## Source text:
You can exfoliate daily to remove dead skin cells, oil, and debris that might not be removed with a cleanser, ensuring that your pores are clear and free from buildup.

To take your skincare routine even further, consider adding a topical treatment like salicylic acid or glycolic acid to the mix.

Some people might find benefits from using retinoids like tretinoin and retinol, both of which are used to treat acne-prone skin and fight the signs of aging.

Tips for Staying Plug Free

Clogged Pores: What to Do

Healthy skin doesn’t just happen overnight, and even with the best intentions, we can’t control our body’s sebum production. There are some things you can do to keep sebaceous filaments at bay though, so check out these tips for clearer pores.

  • Always make sure you’ve washed away sunscreen and makeup at the end of the day using a cleanser. Leaving this to soak into your pores will cause oil to get trapped and harden.
  • Never share your makeup brushes or supplies with anyone else, and clean them regularly. You could be unknowingly spreading oil and bacteria into your pores every time you use them.
  • If you have dry skin, using astringents and other harsh products is the worst thing you can do. Your body will go into overdrive and produce even more sebum to try and even things out, which causes excess oil and clogged pores.
  • When you shower, keep the water temperature lukewarm and never too hot. Excess heat can cause the skin to dry out and get irritated, leading to further oil production and blockages.
  • Before attempting to try a new acne treatment, consult with a dermatologist first. These solutions can be harsh and you’ll want to make sure you’re treating the clogged pores rather than aggravating them.
  • Never pop or squeeze pimples, blackheads, whiteheads, acne, or clogged pores. You can push the blockage further down, inflame the skin, and cause breakages that bacteria can infect.

When to Seek Help

Although tempting to treat skin problems like sebum clogs on our own, we can do a lot of harm to our skin in the process. If you’re concerned about any issues your skin is experiencing, it’s best to reach out to a dermatologist or doctor about what to do next.

Dermatologists are trained skincare specialists and can help to extract a clogged pore safely and without damage.

They used special tools designed for extraction and have follow-up products that can be applied to reduce the size of the pore again.

People experiencing ongoing issues with acne and pimples should speak to a doctor for advice, as this excess sebum production can be caused by various things.

They can discuss various treatments like topical creams, oral medication, and other treatments that will help you get your acne under control.

Cleaner, Clearer Pores

Pores are prone to all kinds of issues and the best thing we can do for them is to keep them clean and clear.

Take the time to develop a daily skincare routine that cleanses, moisturizes, and exfoliates the skin, giving your pores the best chance at staying free from plugs and clogs.

The most important part of skincare is having a consistent routine that prevents issues like clogged pores and breakouts from occurring in the first place.

To help you develop one that works for your skin concerns, we’ve answered some commonly asked questions about the best steps to take.

Do I Have to Double Cleanse?

Double cleansing is the process of cleansing with an oil-based product first and then following up with a wash off facial cleanser.

Although it can be effective in removing all of the oil, dirt, makeup, and debris from your face, some people might find cleansing with this much thoroughness isn’t always necessary.

What’s the Difference Between Toner and Astringent?

Although similar in some ways, the biggest difference between a toner and an astringent is their skin type suitability.

People with oily and acne-prone skin will find an astringent better and those with dry and sensitive skin will prefer the gentler touch of a toner.

Should I Exfoliate Every Day?

Although traditionally, the advice was to exfoliate just once a week, dermatologists today recommend that you can exfoliate every day without doing damage.

As long as you’re using a gentle exfoliant that’s suited to your skin type, you should be able to use it daily to renew skin cells and remove dead ones.

## Data excerpts:
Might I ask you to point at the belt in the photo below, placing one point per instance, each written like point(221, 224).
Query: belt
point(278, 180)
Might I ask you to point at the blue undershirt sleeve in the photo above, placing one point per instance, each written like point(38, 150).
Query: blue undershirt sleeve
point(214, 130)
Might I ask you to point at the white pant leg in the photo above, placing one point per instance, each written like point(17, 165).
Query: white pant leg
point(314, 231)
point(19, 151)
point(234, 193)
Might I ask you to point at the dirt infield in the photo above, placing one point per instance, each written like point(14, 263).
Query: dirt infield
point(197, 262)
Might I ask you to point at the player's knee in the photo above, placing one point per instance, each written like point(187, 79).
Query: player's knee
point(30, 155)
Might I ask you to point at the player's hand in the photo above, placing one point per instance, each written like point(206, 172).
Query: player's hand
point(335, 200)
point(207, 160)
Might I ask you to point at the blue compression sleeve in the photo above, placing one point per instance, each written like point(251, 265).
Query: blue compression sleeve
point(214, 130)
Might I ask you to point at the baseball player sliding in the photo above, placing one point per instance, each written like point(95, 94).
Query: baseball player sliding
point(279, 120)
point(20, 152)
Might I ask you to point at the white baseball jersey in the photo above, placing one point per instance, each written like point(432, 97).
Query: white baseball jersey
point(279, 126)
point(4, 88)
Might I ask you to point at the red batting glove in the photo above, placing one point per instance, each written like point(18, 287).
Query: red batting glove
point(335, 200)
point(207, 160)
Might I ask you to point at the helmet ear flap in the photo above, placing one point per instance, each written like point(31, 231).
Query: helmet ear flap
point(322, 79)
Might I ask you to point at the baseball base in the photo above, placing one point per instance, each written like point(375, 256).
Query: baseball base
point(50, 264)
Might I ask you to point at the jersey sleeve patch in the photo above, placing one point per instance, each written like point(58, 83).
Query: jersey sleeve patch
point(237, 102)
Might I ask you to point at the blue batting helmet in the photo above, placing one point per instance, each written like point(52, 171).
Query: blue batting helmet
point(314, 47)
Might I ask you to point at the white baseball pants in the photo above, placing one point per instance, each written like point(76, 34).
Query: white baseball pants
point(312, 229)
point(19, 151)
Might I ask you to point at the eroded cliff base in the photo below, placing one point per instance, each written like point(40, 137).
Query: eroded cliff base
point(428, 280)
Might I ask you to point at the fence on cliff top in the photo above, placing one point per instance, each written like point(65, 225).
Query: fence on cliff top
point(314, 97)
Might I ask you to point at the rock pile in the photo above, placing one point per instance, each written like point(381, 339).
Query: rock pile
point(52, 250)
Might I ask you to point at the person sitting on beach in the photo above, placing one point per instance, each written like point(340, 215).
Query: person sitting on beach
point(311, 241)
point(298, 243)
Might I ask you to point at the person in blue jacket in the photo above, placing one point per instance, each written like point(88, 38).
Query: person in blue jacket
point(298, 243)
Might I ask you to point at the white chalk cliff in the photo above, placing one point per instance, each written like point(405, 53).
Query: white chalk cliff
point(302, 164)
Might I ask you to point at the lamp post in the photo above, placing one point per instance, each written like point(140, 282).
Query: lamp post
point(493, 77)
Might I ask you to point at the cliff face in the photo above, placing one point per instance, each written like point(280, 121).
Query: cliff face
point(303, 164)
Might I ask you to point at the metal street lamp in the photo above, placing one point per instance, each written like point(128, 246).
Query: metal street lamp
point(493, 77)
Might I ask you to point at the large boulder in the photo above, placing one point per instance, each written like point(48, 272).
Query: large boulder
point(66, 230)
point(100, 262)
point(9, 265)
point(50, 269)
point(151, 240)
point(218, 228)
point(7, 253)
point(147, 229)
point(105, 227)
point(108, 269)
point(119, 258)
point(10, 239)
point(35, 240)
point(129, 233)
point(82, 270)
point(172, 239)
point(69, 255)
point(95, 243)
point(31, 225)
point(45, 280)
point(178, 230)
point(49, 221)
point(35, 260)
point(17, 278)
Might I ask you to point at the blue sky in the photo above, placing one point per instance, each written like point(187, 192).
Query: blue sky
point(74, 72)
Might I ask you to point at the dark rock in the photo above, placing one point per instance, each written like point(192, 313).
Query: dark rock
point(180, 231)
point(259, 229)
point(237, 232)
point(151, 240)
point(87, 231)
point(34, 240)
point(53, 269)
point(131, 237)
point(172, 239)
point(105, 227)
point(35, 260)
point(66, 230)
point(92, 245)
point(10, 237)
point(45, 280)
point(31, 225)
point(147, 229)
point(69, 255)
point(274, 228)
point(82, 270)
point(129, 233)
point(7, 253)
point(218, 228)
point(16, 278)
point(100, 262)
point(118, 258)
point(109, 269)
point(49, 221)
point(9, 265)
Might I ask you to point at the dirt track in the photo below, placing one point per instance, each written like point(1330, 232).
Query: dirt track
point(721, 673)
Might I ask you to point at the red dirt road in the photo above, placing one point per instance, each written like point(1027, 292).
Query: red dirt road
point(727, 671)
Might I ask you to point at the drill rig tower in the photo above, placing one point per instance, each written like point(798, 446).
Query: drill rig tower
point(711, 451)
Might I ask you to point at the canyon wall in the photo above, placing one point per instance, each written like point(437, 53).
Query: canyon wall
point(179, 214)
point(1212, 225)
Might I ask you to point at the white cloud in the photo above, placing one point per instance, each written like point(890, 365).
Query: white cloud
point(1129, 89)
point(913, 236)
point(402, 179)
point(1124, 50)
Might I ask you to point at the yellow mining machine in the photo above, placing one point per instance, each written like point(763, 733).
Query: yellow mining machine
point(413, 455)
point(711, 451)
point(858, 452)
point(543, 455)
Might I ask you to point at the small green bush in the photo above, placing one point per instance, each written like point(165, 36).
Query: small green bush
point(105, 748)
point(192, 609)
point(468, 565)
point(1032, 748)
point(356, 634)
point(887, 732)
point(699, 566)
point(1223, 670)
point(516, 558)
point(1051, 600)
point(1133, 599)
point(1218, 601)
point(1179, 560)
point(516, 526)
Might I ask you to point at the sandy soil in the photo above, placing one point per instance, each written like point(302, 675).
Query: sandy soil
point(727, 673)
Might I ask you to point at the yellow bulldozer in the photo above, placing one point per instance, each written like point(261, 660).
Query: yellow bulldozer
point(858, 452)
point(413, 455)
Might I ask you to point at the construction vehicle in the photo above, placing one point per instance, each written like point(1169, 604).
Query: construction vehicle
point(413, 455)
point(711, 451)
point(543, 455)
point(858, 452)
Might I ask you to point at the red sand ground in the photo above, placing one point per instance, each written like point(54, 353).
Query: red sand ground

* * *

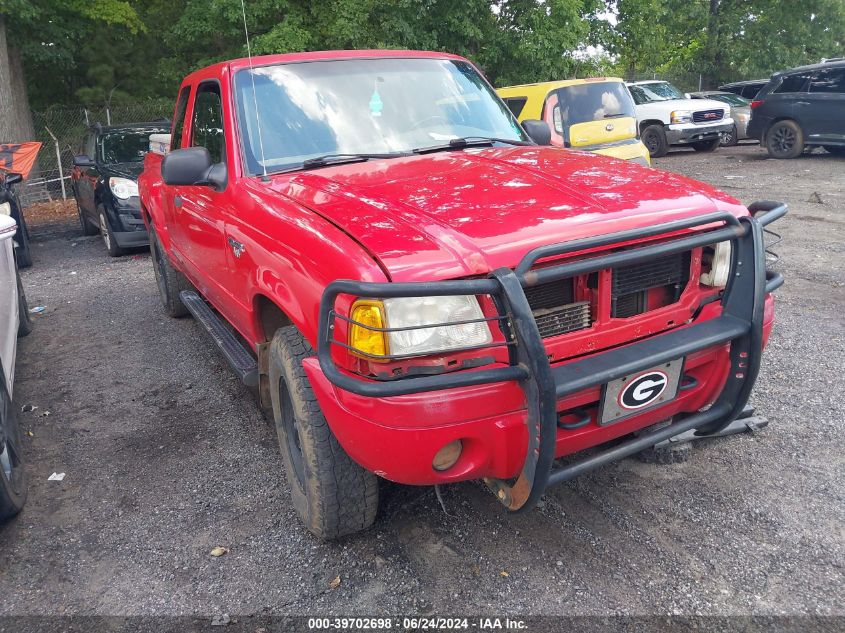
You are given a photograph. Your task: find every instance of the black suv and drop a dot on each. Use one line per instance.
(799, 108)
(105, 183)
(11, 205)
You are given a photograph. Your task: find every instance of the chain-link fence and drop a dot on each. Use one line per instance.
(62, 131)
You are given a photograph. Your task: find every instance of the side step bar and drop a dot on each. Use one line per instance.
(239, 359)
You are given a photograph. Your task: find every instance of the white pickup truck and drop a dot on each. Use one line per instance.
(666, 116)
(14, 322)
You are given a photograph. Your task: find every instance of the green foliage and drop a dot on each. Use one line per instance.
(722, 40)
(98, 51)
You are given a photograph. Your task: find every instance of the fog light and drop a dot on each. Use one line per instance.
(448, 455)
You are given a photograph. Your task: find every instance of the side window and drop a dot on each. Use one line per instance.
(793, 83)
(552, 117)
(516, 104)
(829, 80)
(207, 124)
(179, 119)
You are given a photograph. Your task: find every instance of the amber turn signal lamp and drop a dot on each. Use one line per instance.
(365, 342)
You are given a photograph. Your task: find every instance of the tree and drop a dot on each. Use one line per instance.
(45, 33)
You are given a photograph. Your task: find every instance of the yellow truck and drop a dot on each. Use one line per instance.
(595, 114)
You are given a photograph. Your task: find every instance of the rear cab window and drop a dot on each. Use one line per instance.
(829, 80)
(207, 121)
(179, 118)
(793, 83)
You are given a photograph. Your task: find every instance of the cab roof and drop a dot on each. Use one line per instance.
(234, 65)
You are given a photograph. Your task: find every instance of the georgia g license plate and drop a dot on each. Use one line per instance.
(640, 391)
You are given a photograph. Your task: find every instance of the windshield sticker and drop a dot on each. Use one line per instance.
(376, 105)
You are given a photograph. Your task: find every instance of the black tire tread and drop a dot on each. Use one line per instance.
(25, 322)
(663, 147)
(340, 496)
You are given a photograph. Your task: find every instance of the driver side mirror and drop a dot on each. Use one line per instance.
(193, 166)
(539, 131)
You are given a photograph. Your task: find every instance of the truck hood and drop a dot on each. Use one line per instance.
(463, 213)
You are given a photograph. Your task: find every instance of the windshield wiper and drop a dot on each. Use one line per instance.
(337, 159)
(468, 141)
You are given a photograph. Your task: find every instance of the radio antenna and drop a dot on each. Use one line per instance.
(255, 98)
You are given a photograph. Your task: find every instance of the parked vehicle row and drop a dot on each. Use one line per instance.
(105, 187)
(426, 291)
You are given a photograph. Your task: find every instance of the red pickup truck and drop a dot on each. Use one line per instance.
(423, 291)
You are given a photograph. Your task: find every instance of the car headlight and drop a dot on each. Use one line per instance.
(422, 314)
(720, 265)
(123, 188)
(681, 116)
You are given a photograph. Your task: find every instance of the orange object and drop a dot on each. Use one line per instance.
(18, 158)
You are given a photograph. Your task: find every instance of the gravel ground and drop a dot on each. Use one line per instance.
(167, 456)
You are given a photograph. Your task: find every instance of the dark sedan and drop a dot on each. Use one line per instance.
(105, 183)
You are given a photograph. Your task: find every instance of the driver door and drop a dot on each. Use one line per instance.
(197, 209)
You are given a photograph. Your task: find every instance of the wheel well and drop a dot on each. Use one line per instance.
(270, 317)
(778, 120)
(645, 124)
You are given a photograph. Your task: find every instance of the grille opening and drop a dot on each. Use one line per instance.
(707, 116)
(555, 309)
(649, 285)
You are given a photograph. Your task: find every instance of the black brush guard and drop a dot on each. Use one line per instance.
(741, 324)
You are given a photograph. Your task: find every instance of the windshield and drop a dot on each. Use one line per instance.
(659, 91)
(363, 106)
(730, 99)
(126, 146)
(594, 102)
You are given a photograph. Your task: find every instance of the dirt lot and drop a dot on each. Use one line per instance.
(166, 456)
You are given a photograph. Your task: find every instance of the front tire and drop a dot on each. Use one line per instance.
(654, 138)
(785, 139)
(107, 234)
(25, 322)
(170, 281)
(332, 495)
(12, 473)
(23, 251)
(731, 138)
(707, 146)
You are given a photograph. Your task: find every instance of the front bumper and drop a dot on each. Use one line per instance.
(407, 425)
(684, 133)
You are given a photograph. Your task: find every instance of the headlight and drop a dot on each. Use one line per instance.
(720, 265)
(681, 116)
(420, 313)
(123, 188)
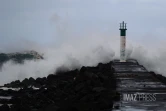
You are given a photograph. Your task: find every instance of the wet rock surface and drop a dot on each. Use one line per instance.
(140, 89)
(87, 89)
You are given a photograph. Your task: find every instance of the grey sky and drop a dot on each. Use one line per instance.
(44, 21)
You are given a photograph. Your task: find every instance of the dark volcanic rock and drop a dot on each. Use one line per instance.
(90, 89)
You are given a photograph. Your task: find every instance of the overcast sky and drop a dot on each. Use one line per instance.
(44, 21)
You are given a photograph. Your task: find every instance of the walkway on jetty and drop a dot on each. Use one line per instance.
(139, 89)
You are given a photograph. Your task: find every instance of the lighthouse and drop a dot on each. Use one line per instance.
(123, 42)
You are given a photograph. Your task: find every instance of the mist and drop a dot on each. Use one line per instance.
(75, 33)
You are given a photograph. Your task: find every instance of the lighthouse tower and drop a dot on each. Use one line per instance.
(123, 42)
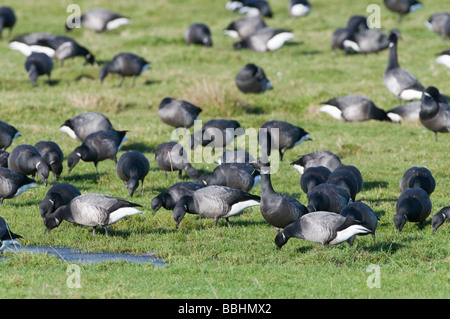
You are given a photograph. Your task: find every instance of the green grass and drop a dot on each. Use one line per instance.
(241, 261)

---

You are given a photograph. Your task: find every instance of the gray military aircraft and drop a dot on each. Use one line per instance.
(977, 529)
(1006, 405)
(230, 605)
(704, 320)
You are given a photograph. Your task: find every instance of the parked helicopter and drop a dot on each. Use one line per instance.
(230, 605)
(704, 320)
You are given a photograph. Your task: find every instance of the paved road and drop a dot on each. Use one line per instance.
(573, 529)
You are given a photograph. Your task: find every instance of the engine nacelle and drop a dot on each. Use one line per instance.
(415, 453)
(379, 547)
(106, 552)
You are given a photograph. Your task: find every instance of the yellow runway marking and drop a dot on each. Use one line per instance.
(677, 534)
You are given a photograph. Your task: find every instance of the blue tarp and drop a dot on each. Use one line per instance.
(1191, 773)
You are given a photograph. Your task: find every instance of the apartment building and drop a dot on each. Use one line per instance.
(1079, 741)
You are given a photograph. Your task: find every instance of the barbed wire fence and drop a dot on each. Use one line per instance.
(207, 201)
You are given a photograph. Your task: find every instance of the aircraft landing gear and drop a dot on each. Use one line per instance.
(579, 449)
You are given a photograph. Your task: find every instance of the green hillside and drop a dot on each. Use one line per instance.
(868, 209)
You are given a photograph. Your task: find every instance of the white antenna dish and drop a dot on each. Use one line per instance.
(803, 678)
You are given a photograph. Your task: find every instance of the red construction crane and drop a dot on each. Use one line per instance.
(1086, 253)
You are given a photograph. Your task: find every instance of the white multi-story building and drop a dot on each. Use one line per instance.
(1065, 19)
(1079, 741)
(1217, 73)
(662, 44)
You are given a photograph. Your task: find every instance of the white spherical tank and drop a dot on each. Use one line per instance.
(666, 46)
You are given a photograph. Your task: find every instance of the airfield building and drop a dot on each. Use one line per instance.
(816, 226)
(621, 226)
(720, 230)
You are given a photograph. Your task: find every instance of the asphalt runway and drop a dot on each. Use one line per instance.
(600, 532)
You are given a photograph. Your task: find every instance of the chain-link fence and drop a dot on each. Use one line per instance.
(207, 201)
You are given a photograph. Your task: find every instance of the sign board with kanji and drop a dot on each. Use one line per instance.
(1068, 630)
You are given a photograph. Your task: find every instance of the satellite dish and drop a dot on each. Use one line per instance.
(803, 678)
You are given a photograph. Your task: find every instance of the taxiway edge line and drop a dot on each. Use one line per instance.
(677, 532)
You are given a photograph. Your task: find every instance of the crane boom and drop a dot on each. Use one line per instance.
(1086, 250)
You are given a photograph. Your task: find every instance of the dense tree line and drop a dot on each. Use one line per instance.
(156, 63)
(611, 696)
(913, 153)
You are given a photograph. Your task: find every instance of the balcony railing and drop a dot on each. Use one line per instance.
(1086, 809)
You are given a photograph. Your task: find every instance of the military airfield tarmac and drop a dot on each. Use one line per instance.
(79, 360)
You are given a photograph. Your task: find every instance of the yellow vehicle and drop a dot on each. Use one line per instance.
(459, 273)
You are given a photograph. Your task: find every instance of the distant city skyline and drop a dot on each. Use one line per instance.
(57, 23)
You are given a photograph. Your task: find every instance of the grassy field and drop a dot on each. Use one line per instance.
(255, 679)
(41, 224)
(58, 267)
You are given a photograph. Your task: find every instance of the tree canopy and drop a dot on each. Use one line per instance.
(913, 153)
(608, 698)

## Explore the material:
**A)** Reproduce the clogged pores text between "Take the time" and "off facial cleanser.", inclusive.
**B)** According to the clogged pores text, what water temperature should you keep when you shower?

## Expected responses:
**A)**
Take the time to develop a daily skincare routine that cleanses, moisturizes, and exfoliates the skin, giving your pores the best chance at staying free from plugs and clogs.

The most important part of skincare is having a consistent routine that prevents issues like clogged pores and breakouts from occurring in the first place.

To help you develop one that works for your skin concerns, we’ve answered some commonly asked questions about the best steps to take.

Do I Have to Double Cleanse?

Double cleansing is the process of cleansing with an oil-based product first and then following up with a wash off facial cleanser.

**B)** Lukewarm, and never too hot.